# Text excerpt
- - -

Research
Research Interest
Cross-modal data integration
Modern technologies in life sciences generate diverse types of data to reveal different aspects of the biological system, such as omics, imaging, and physiological data. We develop machine learning tools to establish relationships across different data modalities. These tools will contribute to the discovery of biological mechanism that will translate into biotechnology and medical innovations.
Current projects:
- A scalable cloud-based framework for multi-modal mapping across single neuron omics, morphology and electrophysiology. NIMH RF1MH133777
- As a part of the BRAIN Initiative Informatics program, this project aims to develop a broadly accessible cloud-based framework toward an integrative, multi-modal brain cell atlas using novel, scalable analytics tools, leveraging federated BRAIN Initiative resources and community engagement.
- Cancer Data Aggregator. NCI.
- This project builds a free NCI tool that unifies and standardizes metadata across multiple cancer data repositories, enabling researchers of all skill levels to easily search, access, and reuse cancer research data from a single interface.
Big data neuroscience
To tackle the complexity of almost 100 billion neurons in human brain, in addition to the similar amount of non-neuronal cells, we are really at the primitive stage of neuroscience data generation and analysis. Building scalable systems and high efficiency processing pipelines is crucial for neuroscience research now and in future. We leverage tools and lessons from artificial intelligence to provide novel solutions to large-scale neuroscience data and generate insights to the brain.

- - -

# Stored data
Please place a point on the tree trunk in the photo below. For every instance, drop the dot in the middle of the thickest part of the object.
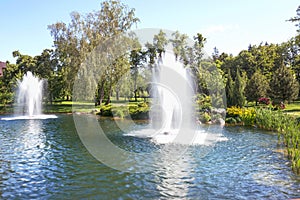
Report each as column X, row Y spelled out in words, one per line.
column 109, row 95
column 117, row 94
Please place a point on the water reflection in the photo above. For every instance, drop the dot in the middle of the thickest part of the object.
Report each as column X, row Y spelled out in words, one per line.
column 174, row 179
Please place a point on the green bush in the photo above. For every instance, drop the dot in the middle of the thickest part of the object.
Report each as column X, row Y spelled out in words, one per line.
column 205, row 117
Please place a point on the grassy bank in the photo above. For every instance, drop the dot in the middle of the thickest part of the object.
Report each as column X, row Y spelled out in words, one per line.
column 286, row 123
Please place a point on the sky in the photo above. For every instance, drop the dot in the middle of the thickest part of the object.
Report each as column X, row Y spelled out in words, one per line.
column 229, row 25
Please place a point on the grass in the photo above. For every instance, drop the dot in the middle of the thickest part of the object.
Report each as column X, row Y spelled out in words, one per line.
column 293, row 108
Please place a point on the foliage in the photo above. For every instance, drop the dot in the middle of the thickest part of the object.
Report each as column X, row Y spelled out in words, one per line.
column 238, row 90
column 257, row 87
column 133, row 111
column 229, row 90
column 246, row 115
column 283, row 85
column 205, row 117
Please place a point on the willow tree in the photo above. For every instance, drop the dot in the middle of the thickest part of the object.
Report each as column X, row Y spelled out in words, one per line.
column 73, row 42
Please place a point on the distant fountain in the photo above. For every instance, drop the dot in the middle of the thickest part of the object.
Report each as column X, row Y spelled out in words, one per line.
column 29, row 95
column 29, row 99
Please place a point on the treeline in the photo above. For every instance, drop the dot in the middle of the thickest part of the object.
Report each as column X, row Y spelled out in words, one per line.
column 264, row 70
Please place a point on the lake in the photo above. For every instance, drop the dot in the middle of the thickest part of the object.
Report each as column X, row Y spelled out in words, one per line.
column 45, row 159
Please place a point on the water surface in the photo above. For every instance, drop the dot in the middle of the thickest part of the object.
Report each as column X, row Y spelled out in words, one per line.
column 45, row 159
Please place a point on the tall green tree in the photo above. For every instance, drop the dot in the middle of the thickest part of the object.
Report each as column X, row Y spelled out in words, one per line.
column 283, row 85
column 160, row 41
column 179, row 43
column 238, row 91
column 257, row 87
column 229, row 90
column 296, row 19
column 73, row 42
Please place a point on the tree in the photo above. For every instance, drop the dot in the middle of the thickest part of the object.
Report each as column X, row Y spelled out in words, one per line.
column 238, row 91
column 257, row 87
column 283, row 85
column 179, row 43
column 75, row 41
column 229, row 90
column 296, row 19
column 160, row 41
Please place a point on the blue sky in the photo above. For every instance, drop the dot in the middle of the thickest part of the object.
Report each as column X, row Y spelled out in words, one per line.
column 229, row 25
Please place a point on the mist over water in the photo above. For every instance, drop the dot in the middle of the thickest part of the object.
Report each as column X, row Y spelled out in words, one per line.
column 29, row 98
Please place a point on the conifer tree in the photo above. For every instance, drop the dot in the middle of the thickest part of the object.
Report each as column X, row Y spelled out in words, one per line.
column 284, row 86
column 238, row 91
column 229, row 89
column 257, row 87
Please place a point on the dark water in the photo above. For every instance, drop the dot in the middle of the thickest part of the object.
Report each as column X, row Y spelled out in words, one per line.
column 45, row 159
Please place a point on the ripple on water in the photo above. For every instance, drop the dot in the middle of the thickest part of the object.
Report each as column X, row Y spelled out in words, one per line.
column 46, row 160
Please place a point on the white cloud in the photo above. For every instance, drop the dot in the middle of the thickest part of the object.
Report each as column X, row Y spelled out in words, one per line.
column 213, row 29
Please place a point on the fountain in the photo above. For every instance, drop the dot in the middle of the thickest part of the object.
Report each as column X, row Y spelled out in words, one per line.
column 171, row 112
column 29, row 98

- - -

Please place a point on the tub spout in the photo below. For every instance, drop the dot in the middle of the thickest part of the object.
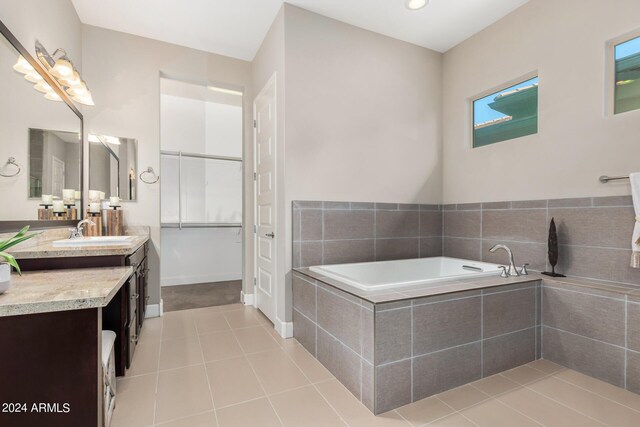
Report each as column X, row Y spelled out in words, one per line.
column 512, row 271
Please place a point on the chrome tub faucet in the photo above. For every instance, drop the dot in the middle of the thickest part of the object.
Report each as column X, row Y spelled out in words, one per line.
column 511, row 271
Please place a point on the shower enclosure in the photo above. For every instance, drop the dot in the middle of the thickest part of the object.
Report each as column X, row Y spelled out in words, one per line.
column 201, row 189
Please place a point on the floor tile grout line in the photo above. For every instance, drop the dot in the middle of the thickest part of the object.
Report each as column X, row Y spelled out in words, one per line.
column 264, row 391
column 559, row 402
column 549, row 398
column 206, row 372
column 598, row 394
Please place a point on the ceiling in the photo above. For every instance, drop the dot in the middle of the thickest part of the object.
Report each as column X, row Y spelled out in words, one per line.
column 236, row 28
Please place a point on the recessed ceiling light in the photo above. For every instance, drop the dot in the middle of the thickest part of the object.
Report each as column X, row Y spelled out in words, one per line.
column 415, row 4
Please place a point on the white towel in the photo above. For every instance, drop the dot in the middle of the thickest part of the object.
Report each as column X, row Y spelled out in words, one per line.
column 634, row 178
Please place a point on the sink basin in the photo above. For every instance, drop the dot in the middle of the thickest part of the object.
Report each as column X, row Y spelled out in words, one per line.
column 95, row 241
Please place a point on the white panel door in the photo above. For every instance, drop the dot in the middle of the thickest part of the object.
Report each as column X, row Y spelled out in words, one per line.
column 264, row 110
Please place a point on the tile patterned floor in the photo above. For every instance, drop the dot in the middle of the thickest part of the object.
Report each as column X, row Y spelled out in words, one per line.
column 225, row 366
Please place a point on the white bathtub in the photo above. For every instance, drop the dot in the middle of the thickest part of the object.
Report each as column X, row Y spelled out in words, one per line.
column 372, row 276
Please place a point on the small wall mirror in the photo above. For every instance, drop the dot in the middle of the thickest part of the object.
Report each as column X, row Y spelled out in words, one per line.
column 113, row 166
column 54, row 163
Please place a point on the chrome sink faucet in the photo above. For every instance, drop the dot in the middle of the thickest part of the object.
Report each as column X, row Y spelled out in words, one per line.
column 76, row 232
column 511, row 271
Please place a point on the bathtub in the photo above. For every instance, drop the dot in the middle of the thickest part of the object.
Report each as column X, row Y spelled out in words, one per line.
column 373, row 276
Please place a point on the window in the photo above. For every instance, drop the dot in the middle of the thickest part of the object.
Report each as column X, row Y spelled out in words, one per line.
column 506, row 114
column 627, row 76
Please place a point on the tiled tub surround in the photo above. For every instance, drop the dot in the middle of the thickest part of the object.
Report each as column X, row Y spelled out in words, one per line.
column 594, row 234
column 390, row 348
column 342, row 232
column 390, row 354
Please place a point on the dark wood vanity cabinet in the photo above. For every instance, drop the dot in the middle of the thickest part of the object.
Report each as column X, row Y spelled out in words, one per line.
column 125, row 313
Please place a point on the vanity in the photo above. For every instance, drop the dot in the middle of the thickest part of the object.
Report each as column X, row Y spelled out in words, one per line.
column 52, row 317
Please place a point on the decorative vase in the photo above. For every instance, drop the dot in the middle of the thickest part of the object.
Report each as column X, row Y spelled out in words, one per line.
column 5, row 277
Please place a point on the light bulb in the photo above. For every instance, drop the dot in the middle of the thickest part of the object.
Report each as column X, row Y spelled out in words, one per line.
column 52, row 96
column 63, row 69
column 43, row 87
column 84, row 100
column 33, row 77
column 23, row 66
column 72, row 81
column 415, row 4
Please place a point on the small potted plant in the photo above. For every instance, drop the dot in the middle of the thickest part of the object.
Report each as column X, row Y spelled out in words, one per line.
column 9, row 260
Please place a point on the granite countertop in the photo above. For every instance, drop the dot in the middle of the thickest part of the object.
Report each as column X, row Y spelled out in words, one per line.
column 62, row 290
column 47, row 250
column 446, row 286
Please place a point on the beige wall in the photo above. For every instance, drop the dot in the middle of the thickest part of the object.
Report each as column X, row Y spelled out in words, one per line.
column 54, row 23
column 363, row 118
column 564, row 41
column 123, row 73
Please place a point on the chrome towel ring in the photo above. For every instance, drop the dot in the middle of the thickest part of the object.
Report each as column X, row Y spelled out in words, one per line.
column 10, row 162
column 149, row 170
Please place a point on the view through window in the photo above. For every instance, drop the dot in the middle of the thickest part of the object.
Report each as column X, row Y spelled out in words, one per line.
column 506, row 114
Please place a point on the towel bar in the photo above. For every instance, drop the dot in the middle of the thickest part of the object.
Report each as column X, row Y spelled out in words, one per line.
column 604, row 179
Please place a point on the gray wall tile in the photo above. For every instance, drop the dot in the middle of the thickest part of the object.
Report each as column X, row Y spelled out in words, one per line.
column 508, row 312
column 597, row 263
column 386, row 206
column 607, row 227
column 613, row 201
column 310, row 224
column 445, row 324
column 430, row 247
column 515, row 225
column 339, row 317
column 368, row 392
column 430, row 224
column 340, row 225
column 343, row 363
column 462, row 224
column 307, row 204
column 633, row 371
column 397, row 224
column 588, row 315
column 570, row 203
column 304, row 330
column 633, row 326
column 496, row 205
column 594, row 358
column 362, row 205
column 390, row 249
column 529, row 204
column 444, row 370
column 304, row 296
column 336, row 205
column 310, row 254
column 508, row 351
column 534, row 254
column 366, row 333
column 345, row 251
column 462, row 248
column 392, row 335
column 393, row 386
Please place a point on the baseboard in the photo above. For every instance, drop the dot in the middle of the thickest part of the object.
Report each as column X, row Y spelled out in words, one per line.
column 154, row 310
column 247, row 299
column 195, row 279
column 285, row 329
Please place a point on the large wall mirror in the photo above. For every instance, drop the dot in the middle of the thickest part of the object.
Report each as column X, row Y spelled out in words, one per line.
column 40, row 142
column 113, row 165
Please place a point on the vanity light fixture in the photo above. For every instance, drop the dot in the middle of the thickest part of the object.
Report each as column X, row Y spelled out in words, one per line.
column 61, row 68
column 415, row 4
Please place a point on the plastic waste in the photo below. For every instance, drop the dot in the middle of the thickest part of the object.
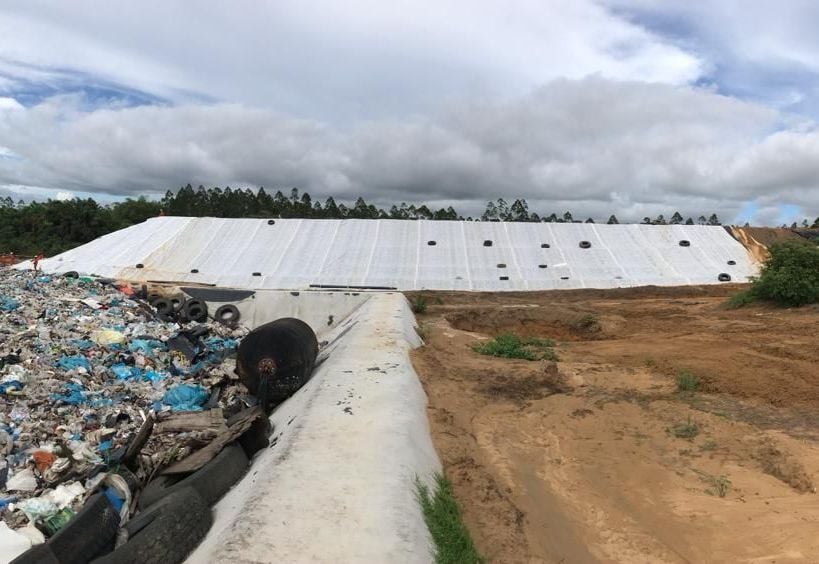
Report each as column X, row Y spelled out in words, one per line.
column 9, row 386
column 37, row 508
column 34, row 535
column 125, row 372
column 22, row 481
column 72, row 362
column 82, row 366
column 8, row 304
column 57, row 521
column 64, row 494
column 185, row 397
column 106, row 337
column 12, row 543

- - -

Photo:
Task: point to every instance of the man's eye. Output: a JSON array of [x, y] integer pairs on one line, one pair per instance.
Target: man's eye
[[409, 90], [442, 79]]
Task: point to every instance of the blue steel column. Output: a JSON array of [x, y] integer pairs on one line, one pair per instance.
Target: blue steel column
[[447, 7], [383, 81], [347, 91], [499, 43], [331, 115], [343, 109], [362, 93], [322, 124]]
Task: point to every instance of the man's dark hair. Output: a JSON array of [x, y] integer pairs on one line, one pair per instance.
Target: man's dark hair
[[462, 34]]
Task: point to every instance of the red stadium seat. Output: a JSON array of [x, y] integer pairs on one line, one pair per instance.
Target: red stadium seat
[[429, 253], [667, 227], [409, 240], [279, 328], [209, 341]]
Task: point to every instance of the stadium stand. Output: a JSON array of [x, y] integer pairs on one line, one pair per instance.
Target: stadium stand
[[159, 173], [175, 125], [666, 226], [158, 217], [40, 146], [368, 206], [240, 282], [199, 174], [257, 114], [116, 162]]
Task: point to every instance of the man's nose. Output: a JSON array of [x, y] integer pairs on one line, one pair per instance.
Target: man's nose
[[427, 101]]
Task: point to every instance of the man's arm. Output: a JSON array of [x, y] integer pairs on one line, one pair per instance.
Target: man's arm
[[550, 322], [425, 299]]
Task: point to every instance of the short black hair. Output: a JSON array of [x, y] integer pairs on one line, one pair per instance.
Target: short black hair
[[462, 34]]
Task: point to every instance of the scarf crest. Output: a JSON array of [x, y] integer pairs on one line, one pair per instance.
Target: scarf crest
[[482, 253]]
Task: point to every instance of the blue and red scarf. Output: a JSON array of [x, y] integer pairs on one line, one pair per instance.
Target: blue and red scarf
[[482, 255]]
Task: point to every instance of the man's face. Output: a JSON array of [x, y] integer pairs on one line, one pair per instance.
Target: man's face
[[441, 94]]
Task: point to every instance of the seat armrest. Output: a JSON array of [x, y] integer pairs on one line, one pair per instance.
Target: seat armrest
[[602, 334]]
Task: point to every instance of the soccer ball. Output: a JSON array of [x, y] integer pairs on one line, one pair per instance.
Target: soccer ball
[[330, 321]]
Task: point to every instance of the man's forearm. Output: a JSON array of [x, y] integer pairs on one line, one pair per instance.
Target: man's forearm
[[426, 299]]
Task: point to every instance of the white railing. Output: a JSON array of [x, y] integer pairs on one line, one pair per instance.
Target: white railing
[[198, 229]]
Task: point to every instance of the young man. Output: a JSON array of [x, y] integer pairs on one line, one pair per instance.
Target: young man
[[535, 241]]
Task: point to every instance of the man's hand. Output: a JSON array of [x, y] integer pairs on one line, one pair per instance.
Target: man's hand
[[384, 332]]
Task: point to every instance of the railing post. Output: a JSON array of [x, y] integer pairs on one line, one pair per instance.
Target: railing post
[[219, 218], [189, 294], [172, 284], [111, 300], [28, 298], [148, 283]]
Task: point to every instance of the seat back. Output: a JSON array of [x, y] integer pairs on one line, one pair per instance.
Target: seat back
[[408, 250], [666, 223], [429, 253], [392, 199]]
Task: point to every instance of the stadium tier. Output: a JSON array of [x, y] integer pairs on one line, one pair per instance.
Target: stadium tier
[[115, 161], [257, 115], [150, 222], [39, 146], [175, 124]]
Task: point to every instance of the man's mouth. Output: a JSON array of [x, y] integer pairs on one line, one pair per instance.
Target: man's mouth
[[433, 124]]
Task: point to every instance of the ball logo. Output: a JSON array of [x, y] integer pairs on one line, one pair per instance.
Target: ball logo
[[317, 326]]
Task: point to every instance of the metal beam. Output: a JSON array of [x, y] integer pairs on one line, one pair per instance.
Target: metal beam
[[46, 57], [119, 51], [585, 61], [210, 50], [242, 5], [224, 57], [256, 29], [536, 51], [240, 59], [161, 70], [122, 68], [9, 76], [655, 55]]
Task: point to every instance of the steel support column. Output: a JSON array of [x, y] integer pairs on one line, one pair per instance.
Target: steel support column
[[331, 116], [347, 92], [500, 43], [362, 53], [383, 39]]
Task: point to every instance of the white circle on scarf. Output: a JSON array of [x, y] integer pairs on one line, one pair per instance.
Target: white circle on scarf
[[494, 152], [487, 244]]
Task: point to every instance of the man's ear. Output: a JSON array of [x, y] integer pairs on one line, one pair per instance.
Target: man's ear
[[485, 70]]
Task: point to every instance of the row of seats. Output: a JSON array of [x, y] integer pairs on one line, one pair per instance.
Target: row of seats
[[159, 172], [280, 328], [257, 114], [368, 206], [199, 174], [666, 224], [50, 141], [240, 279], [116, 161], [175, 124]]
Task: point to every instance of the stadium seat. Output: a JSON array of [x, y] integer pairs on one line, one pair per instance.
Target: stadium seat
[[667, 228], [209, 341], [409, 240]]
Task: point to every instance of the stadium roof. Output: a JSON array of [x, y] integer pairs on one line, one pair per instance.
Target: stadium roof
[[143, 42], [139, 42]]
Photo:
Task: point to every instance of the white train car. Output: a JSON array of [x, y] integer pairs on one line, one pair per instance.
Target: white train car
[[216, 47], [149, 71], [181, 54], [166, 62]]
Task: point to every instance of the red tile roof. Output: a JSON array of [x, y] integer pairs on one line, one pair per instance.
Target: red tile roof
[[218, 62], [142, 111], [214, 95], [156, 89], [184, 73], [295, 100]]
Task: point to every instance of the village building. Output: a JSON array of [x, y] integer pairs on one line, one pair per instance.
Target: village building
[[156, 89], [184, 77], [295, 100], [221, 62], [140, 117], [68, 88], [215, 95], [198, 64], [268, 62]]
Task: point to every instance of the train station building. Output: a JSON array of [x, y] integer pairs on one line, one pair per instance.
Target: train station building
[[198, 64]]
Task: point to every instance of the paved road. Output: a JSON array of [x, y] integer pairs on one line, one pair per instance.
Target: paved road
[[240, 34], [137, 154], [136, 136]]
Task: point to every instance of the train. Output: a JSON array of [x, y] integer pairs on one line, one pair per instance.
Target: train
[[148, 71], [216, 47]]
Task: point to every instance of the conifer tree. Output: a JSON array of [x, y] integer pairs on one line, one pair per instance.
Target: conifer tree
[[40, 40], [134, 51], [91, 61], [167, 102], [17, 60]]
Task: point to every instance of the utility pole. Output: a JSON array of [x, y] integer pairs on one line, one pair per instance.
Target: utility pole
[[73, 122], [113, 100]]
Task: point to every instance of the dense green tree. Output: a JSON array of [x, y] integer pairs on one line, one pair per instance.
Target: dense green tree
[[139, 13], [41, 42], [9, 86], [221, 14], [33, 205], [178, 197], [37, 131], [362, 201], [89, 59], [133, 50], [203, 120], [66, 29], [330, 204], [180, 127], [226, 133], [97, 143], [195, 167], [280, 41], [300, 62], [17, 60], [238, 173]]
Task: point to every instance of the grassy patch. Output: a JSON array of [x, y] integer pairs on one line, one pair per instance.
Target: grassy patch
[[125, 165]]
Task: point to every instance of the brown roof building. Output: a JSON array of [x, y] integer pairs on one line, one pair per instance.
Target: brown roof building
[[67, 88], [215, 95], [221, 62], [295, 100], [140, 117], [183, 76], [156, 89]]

- - -

# Action item
Copy the research page from "- This project" to "to the brain.", replacing "pipelines" with "workflows". You won't need the rows here.

# Your solution
- This project builds a free NCI tool that unifies and standardizes metadata across multiple cancer data repositories, enabling researchers of all skill levels to easily search, access, and reuse cancer research data from a single interface.
Big data neuroscience
To tackle the complexity of almost 100 billion neurons in human brain, in addition to the similar amount of non-neuronal cells, we are really at the primitive stage of neuroscience data generation and analysis. Building scalable systems and high efficiency processing workflows is crucial for neuroscience research now and in future. We leverage tools and lessons from artificial intelligence to provide novel solutions to large-scale neuroscience data and generate insights to the brain.